2020-09-03 09:38:59

by Suthikulpanit, Suravee

[permalink] [raw]
Subject: [PATCH 0/2 v2] iommu: amd: Fix intremap IO_PAGE_FAULT for VMs

Interrupt remapping IO_PAGE_FAULT has been observed under system w/
large number of VMs w/ pass-through devices. This can be reproduced with
64 VMs + 64 pass-through VFs of Mellanox MT28800 Family [ConnectX-5 Ex],
where each VM runs small-packet netperf test via the pass-through device
to the netserver running on the host. All VMs are running in reboot loop,
to trigger IRTE updates.

In addition, to accelerate the failure, irqbalance is triggered periodically
(e.g. 1-5 sec), which should generate large amount of updates to IRTE.
This setup generally triggers IO_PAGE_FAULT within 3-4 hours.

Investigation has shown that the issue is in the code to update IRTE
while remapping is enabled. Please see patch 2/2 for detail discussion.

This serires has been tested running in the setup mentioned above
upto 96 hours w/o seeing issues.

Material =
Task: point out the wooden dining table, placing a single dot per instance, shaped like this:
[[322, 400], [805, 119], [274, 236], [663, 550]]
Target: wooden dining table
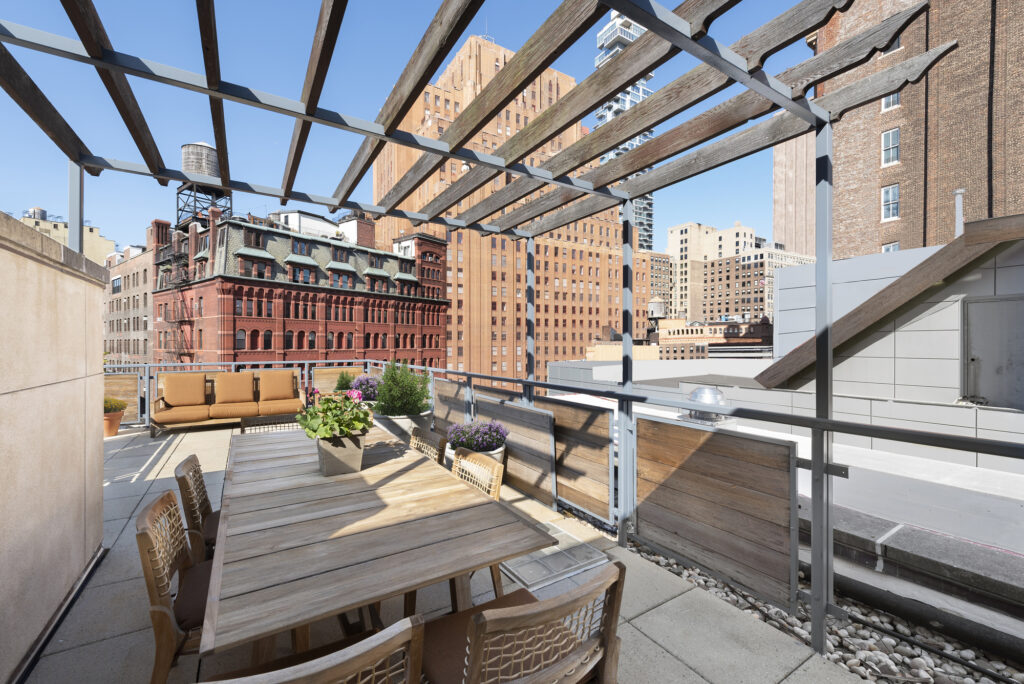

Goals =
1/ From the IOMMU patch message, reproduce word for word the passage that opens with the words containing "[permalink] [raw]" and closes with "updates to IRTE.".
2/ Render this sentence from the IOMMU patch message in Spanish: "Investigation has shown that the issue is in the code to update IRTE while remapping is enabled."

Solutions to the exercise =
1/
[permalink] [raw]
Subject: [PATCH 0/2 v2] iommu: amd: Fix intremap IO_PAGE_FAULT for VMs

Interrupt remapping IO_PAGE_FAULT has been observed under system w/
large number of VMs w/ pass-through devices. This can be reproduced with
64 VMs + 64 pass-through VFs of Mellanox MT28800 Family [ConnectX-5 Ex],
where each VM runs small-packet netperf test via the pass-through device
to the netserver running on the host. All VMs are running in reboot loop,
to trigger IRTE updates.

In addition, to accelerate the failure, irqbalance is triggered periodically
(e.g. 1-5 sec), which should generate large amount of updates to IRTE.

2/ La investigación ha demostrado que el problema está en el código para actualizar la IRTE mientras el remapeo está habilitado.